##### Source #####

COPY packages/ /vendor/packages/
COPY docker/overrides/ /docker-overrides/
COPY scripts/filter-kconfig-fragment.sh /usr/local/bin/filter-kconfig-fragment.sh
COPY docker/kernel-extra.config /tmp/kernel-extra.config
RUN chmod +x /usr/local/bin/filter-kconfig-fragment.sh && \
if [ -f /vendor/packages/SHA256SUMS ]; then \
cd /vendor/packages && sha256sum -c SHA256SUMS; \
fi
FROM base-build AS builder
ARG ASK_TAR=packages/ASK.tar.gz
ARG FMLIB_TAR=packages/fmlib-lf-6.12.49-2.2.0.tar.gz
ARG FMC_TAR=packages/fmc-lf-6.12.49-2.2.0.tar.gz
ARG LIBNFNETLINK_TAR=packages/libnfnetlink-1.0.2.tar.bz2
ARG LIBNFCT_TAR=packages/libnetfilter_conntrack-1.1.0.tar.xz
ARG LIBCLI_TAR=packages/libcli-1.10.7.tar.gz
ARG KERNEL_TAR=
ARG ARCH=arm64
ARG CROSS_COMPILE=
ARG BUILD_TARGET=dist
ARG SOURCE_DATE_EPOCH
ENV SOURCE_DATE_EPOCH=${SOURCE_DATE_EPOCH}
ENV KBUILD_BUILD_TIMESTAMP=@${SOURCE_DATE_EPOCH}
ENV KBUILD_BUILD_USER=repro
ENV KBUILD_BUILD_HOST=repro-host
# Optional vendored libcli because Alpine stable does not have a dependable stable libcli-dev path.

#####

_Goal 1_
Say whether each statement agrees with the Dockerfile excerpt. Answer yes or no for each, and quote the words of the Dockerfile excerpt that decide it.
(a) The default target architecture is arm64.
(b) The kernel build user is set to repro-host.
(c) The checksum verification runs only when a SHA256SUMS file is present.

##### Input material #####

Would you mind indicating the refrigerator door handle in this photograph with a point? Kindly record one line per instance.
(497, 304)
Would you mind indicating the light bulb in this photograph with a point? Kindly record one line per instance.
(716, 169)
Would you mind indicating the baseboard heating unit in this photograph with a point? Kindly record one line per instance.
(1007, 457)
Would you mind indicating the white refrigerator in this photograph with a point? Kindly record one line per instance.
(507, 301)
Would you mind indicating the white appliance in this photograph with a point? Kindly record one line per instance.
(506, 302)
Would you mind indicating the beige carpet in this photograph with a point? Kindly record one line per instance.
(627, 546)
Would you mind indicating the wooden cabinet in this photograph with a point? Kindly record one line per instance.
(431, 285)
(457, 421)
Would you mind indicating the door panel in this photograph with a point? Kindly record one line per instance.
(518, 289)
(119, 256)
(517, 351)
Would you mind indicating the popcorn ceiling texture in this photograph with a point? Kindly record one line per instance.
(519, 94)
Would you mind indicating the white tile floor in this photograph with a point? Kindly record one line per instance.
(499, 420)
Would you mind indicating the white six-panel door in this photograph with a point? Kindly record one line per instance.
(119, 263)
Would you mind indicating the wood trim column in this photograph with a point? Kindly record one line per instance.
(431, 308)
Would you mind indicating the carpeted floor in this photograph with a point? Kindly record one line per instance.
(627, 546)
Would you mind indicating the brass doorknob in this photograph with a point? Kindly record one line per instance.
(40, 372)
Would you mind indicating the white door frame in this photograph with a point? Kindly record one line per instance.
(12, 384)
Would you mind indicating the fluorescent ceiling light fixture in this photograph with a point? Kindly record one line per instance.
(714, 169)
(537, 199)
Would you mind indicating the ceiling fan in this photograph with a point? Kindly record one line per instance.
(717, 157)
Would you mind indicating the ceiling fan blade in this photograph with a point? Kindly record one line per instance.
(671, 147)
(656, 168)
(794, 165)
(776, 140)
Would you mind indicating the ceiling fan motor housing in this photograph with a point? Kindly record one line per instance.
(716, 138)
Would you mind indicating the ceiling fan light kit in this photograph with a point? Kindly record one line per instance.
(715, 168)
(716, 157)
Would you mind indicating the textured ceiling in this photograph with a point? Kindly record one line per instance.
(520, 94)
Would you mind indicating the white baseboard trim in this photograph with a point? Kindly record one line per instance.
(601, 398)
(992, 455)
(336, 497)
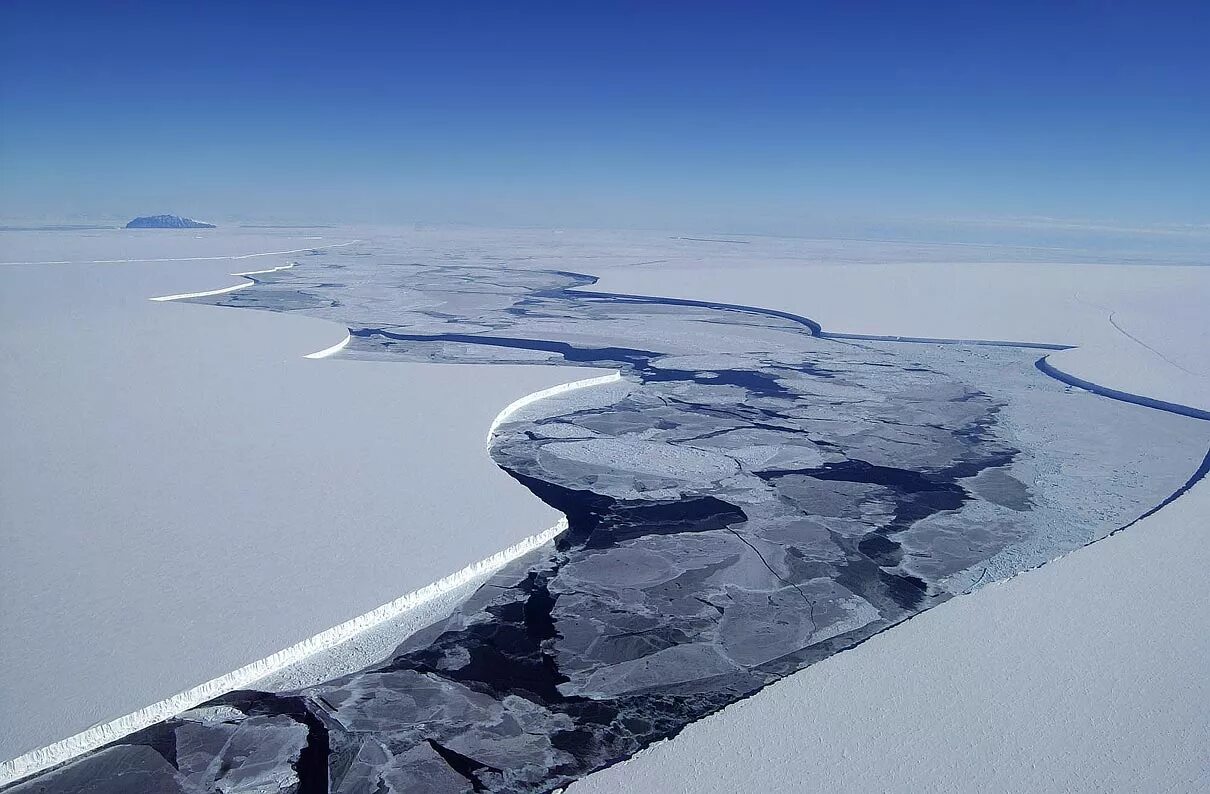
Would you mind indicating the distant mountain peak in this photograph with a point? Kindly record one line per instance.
(167, 222)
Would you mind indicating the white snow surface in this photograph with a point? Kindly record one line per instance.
(1085, 674)
(183, 494)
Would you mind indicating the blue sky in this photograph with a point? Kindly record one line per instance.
(771, 118)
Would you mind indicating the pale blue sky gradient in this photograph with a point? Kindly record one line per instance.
(762, 118)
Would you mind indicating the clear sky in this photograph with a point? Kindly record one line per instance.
(730, 116)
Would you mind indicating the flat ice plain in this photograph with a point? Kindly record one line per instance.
(183, 493)
(576, 448)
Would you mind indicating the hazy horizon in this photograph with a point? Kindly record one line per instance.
(1038, 125)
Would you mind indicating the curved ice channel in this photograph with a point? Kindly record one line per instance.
(750, 498)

#####

_Goal 2_
Pull out each line of the listing above that contains the word "ceiling".

_Final answer 1_
(a) Yes: "ARG ARCH=arm64"
(b) No: "ENV KBUILD_BUILD_USER=repro"
(c) Yes: "if [ -f /vendor/packages/SHA256SUMS ]; then"

_Final answer 2_
Would you mind indicating the popcorn ceiling texture in this photograph with a point? Kindly record one line per instance.
Would you mind indicating the fluorescent ceiling light fixture in this photograph with a point? Kindly record one line per instance.
Would you mind indicating the ceiling fan in this photograph with a point? Kindly record one line per instance.
Would you mind indicating the ceiling fan blade in this photograph with a point? Kindly record one line per instance.
Would you mind indicating the ceiling fan motor housing in this photograph with a point? Kindly record one line per instance.
Would you mind indicating the ceiling fan light kit in this photograph with a point? Kindly record one line per instance.
Would you mind indicating the textured ceiling in this photograph with a point? Kindly record one line per instance.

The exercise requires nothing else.